> [What this task involves]: Leave out every line that comes before the one containing "Target: green plant", and reproduce the rest of the listing below exactly, through its last line.

*****

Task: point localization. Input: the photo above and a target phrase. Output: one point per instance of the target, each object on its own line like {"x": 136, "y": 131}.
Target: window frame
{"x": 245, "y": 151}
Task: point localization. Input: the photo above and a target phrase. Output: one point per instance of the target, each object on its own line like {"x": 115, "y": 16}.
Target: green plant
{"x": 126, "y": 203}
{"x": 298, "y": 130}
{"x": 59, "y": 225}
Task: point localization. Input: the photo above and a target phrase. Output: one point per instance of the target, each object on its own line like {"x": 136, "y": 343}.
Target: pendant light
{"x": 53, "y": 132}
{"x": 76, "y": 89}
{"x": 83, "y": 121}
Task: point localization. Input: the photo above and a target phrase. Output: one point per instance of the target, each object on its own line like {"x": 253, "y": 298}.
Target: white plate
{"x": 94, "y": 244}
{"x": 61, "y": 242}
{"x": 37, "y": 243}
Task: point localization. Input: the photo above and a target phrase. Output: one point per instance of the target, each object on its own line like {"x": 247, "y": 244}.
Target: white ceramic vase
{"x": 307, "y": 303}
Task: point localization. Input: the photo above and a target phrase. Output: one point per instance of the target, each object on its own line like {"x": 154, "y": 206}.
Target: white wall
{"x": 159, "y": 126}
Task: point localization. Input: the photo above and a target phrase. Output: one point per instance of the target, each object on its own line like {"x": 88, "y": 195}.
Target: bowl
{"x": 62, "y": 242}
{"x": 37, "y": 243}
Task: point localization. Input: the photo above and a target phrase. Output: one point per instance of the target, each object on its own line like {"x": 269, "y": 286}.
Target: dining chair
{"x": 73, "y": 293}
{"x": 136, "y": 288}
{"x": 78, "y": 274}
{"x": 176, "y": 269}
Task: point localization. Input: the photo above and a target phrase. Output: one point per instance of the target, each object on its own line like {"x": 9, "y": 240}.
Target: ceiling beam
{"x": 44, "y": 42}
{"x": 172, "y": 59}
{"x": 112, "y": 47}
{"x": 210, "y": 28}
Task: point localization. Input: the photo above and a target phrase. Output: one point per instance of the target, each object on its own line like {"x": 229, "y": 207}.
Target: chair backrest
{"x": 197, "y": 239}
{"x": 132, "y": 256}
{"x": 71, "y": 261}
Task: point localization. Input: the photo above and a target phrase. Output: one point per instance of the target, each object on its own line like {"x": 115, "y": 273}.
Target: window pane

*****

> [Exercise output]:
Target: green plant
{"x": 126, "y": 203}
{"x": 298, "y": 130}
{"x": 59, "y": 225}
Task: point localization. Input: the photo above and a target phrase. Output: one point per instance of the target, each object on its own line like {"x": 136, "y": 343}.
Target: pendant light
{"x": 53, "y": 132}
{"x": 76, "y": 89}
{"x": 83, "y": 121}
Task: point localization. Input: the photo above and a target phrase. Output: one point per instance of the target, each object on its own line like {"x": 253, "y": 298}.
Target: white plate
{"x": 94, "y": 244}
{"x": 61, "y": 242}
{"x": 37, "y": 243}
Task: point localization. Input: the photo above and a target phrase. Output: one point per instance of the target, each object on its own line like {"x": 247, "y": 244}.
Target: white ceramic vase
{"x": 307, "y": 303}
Task: point localization. Input: the photo above and a target phrase. Output: one point per instance of the target, each object on its own line like {"x": 154, "y": 206}.
Target: white wall
{"x": 159, "y": 126}
Task: point localization. Input: the photo above and a target phrase. Output: one point per instance of the target, each object on its own line like {"x": 88, "y": 195}.
Target: bowl
{"x": 62, "y": 242}
{"x": 37, "y": 243}
Task: point localization. Input: the photo above and a target phrase. Output: one point per instance of the target, each object on its own line like {"x": 269, "y": 286}.
Target: dining chair
{"x": 73, "y": 293}
{"x": 136, "y": 288}
{"x": 78, "y": 274}
{"x": 176, "y": 269}
Task: point localization. Input: the photo above and a target phrase. Output: one point per instance of the target, each object on its own line like {"x": 9, "y": 240}.
Target: ceiling beam
{"x": 44, "y": 42}
{"x": 172, "y": 59}
{"x": 112, "y": 47}
{"x": 210, "y": 28}
Task: point localization. Input: the photo above and a target phrase. Output: one point per instance of the target, each object on its own line like {"x": 229, "y": 207}.
Target: chair backrest
{"x": 197, "y": 239}
{"x": 132, "y": 256}
{"x": 71, "y": 261}
Task: point localization. Input: the photo above and a target phrase. Output: one point per instance of the target, each object on its own line like {"x": 115, "y": 273}.
Target: window pane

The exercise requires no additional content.